# [Action item]
Look through the records below for the line with "Please pick out the navy". Return that line and each one after it up to and including the line with "Please pick out the rugby ball laces", exactly.

************

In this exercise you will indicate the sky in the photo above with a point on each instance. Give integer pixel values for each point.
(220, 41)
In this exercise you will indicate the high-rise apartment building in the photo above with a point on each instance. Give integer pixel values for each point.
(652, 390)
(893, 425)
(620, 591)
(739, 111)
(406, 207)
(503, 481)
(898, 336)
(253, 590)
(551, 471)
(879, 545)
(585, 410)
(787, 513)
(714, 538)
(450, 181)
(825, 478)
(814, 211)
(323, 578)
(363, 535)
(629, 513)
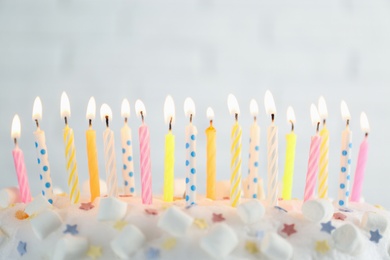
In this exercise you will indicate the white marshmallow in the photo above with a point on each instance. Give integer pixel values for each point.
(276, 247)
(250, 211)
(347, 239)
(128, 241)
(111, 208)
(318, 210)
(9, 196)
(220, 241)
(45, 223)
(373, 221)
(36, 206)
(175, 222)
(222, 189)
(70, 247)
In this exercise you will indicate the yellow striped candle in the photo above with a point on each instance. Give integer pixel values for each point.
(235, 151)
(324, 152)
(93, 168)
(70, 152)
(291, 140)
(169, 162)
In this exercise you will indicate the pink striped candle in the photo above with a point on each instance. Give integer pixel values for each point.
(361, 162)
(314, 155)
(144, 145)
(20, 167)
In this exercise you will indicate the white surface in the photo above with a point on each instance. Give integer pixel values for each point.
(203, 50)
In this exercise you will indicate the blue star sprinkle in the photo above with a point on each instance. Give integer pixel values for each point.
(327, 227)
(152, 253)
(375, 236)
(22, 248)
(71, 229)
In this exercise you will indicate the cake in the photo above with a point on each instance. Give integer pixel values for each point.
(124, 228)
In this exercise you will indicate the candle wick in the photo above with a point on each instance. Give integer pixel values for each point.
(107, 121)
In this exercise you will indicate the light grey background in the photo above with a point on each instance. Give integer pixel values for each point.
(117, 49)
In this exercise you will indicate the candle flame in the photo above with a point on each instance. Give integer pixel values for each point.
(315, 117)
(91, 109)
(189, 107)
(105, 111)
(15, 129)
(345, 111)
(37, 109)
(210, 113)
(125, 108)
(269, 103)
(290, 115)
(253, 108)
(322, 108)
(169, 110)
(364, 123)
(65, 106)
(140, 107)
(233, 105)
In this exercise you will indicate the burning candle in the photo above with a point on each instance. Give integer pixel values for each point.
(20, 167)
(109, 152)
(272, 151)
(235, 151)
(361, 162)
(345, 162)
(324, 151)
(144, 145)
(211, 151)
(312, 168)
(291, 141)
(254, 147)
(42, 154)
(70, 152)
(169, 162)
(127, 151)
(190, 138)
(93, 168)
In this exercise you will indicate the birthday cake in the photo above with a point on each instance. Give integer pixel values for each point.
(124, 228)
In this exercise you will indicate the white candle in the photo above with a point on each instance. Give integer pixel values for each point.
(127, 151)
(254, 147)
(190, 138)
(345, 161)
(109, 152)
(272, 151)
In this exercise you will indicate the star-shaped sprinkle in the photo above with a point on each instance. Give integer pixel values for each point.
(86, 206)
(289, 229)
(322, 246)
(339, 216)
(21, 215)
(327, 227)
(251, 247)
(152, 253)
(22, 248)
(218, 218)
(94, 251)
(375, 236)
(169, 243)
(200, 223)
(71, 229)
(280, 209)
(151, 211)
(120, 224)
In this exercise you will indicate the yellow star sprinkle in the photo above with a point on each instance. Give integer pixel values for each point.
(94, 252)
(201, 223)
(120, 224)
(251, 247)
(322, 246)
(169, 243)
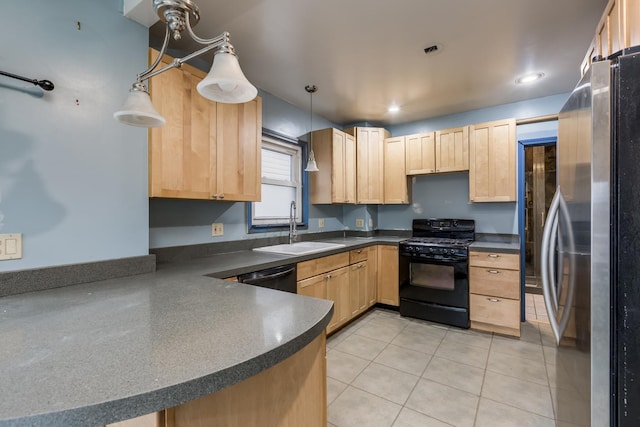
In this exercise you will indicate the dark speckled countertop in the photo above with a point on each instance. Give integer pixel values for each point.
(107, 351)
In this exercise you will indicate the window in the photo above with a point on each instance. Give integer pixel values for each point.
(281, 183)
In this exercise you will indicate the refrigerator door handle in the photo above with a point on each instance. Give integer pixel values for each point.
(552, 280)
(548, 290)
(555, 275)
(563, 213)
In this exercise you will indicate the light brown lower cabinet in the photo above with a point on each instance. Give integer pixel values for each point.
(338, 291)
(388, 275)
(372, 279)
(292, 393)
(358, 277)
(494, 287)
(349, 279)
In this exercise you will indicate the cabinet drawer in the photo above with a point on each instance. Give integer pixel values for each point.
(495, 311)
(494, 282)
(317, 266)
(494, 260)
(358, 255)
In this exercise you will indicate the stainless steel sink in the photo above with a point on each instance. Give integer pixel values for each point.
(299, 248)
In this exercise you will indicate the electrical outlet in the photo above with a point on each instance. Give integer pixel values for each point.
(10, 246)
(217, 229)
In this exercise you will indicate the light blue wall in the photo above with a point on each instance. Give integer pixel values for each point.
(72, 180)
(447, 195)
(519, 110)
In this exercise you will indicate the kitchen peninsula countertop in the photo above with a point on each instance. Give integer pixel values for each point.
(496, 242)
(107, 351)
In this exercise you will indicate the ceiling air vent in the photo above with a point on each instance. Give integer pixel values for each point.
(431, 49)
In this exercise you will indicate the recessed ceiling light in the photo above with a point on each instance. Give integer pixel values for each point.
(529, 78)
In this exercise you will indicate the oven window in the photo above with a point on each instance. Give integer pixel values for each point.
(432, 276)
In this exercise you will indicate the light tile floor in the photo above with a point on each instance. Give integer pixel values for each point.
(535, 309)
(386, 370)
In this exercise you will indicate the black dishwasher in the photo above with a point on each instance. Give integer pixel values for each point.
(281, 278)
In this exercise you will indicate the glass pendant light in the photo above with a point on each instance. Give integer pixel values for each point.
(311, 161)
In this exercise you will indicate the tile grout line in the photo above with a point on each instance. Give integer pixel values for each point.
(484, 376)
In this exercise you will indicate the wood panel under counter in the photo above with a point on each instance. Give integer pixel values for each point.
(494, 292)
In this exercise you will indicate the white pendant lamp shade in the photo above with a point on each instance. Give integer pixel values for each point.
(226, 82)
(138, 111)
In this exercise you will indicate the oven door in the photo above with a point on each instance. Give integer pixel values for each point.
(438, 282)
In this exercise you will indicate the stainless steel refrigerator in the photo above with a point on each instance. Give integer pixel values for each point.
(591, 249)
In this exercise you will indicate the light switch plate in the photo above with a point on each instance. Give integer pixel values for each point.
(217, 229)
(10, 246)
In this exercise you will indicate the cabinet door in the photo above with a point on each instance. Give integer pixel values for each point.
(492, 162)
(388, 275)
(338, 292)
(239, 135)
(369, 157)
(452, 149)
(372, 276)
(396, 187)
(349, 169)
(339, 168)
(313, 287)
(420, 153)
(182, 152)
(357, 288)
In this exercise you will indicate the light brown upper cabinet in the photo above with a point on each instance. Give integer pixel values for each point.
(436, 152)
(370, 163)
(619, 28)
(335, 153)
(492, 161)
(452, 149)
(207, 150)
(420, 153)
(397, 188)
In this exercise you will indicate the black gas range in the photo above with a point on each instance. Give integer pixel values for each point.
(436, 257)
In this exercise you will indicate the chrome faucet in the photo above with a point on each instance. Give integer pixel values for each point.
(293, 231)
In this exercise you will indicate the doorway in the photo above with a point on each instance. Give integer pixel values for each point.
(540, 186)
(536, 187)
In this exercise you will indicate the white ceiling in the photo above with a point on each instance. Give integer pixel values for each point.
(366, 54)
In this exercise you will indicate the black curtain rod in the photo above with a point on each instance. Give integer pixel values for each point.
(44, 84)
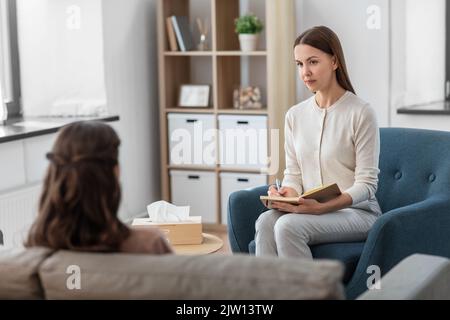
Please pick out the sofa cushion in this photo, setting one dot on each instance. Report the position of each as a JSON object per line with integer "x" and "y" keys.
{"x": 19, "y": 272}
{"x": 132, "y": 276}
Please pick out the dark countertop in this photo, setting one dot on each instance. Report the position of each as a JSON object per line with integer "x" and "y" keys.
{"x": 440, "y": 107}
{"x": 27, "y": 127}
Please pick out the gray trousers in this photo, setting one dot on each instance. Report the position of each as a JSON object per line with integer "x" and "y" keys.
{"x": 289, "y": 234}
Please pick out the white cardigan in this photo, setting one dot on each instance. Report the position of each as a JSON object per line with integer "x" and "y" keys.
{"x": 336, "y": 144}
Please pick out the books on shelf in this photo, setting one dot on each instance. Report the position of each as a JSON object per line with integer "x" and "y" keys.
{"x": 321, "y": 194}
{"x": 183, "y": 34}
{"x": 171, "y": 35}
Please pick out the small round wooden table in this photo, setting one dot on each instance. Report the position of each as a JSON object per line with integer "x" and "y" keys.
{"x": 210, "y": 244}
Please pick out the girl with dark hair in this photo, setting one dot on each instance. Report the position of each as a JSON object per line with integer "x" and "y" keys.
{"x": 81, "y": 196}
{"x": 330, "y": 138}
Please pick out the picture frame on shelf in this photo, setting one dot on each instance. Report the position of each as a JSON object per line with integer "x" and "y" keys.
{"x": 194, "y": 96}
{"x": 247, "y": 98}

************

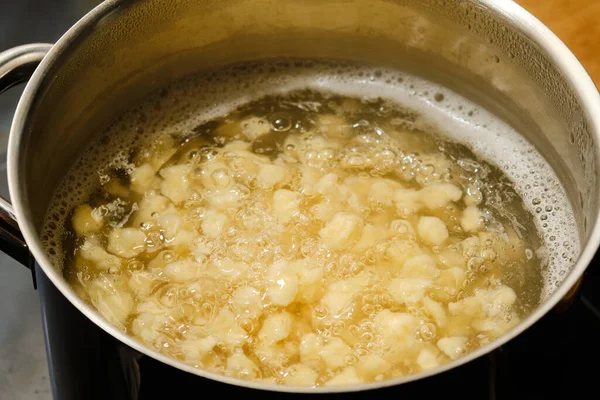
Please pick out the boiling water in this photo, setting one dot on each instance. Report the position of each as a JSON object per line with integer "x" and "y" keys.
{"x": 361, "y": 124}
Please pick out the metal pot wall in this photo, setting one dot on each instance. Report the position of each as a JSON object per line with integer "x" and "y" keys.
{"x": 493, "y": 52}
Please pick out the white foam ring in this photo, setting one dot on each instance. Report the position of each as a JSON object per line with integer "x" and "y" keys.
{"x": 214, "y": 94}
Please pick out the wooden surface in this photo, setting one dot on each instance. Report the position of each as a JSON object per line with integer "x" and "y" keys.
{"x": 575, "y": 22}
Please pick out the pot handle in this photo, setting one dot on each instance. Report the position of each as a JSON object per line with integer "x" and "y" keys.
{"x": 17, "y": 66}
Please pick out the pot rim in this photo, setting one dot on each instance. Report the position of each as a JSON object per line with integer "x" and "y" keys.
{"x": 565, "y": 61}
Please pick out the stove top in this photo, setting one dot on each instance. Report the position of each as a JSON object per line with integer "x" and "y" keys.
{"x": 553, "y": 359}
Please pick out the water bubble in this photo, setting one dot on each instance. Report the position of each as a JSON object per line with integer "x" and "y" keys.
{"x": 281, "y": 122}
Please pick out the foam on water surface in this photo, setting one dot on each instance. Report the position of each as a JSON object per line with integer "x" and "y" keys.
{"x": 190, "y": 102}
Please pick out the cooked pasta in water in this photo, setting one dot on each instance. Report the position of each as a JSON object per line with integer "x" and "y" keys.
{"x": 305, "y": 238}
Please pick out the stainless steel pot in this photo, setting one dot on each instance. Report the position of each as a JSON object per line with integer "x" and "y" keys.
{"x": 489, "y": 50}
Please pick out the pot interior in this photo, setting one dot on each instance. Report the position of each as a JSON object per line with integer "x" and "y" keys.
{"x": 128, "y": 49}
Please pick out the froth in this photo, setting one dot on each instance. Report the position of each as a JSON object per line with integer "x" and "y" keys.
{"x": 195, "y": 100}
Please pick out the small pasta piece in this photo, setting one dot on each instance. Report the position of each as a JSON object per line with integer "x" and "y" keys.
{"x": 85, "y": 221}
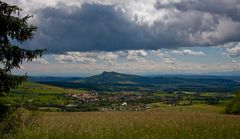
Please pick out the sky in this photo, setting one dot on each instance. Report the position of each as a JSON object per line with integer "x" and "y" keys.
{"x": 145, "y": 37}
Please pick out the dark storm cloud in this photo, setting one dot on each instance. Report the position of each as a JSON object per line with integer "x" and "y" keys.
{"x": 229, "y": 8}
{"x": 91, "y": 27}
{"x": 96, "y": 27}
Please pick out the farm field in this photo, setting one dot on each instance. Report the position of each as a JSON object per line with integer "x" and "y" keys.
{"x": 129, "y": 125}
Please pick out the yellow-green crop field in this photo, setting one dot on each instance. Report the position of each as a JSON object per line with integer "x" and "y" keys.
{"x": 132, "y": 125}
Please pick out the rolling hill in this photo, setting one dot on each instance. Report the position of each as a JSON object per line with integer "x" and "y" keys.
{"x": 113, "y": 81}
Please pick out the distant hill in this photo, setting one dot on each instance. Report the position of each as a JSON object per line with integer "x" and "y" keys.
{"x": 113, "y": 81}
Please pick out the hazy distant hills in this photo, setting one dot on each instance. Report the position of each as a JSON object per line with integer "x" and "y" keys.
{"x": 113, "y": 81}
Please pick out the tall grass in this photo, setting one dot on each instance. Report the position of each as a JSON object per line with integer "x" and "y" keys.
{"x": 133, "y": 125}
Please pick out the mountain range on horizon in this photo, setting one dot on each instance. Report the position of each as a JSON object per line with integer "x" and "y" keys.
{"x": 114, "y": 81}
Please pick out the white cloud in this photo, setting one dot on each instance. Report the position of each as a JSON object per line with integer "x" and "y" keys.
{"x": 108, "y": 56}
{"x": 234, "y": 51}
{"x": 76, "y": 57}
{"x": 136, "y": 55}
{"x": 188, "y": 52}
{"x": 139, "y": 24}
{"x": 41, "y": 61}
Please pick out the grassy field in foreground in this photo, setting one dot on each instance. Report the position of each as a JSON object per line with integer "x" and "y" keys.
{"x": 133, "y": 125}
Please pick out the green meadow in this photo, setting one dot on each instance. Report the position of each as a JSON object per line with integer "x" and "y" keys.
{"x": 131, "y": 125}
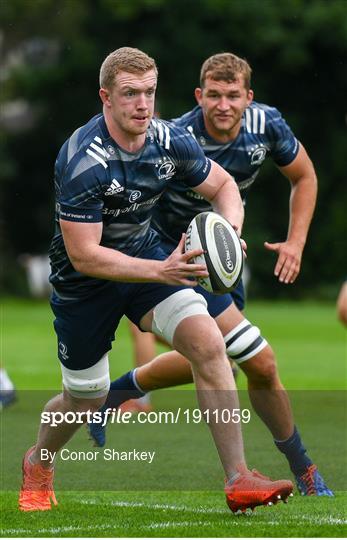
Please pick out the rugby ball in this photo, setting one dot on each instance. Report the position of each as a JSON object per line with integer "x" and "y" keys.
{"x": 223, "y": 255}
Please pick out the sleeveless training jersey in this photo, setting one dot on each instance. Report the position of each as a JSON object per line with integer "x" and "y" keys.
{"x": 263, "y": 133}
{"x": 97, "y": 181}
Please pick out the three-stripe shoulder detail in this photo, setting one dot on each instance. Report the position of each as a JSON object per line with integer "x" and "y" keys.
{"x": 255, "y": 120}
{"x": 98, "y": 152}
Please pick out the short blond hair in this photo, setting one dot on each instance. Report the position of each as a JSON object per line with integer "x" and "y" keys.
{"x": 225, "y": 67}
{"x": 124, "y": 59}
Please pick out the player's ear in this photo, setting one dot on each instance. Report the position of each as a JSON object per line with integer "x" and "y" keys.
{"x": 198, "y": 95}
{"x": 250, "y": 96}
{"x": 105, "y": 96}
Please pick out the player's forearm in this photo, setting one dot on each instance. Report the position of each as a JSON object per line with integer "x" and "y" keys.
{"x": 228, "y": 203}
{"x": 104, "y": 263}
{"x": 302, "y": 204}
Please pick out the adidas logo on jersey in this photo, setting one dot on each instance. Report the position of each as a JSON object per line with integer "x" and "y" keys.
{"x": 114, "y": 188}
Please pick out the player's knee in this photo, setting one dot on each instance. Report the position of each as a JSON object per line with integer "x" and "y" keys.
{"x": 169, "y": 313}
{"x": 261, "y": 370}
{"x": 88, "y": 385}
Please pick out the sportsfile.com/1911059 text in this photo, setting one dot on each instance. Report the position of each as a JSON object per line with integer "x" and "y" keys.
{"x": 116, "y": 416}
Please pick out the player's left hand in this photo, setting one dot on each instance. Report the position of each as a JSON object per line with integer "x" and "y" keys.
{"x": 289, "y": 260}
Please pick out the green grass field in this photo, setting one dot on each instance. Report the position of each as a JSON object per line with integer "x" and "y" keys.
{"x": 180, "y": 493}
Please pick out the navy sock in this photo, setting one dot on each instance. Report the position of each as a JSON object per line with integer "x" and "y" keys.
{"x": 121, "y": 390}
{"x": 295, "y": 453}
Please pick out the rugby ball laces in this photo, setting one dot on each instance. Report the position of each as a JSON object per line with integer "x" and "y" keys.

************

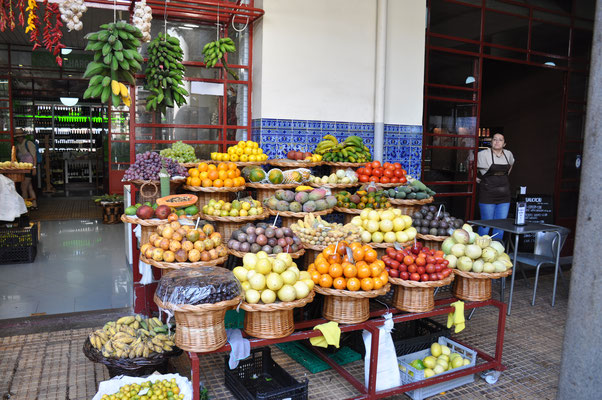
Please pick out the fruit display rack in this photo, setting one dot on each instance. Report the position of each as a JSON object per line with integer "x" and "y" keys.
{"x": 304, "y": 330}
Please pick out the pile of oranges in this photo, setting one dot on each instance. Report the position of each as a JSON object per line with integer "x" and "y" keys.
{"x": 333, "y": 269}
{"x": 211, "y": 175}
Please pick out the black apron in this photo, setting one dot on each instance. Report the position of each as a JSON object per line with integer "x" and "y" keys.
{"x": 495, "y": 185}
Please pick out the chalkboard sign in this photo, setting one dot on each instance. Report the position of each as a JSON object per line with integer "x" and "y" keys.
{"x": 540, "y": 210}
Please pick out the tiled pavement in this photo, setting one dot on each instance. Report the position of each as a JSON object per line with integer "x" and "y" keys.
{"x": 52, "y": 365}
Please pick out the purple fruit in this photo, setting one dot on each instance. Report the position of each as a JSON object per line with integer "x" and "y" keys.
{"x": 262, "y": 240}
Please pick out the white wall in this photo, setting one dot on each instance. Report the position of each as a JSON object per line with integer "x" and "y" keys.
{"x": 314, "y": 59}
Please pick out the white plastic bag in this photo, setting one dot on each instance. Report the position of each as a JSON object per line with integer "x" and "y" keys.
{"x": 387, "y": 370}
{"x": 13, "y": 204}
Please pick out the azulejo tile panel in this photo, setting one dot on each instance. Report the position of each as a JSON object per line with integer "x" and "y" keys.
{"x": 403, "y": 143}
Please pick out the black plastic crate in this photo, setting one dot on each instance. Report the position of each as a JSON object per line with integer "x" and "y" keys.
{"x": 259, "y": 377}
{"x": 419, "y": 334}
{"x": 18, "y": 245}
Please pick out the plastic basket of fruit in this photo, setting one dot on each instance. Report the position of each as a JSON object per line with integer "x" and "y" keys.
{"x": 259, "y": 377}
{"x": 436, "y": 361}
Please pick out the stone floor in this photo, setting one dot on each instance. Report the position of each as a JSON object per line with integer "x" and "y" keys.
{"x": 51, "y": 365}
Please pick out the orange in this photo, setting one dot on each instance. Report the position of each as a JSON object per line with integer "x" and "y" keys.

************

# [Task output]
Please pick out the navy sock in this photo, setting one dot on each instance. Report the position of each as a JSON object per line with integer "x" and "y" keys.
{"x": 121, "y": 390}
{"x": 295, "y": 453}
Please pick out the rugby ball laces in this photo, setting one dot on each instance. Report the position of each as a JSON object per line with integer "x" and "y" keys.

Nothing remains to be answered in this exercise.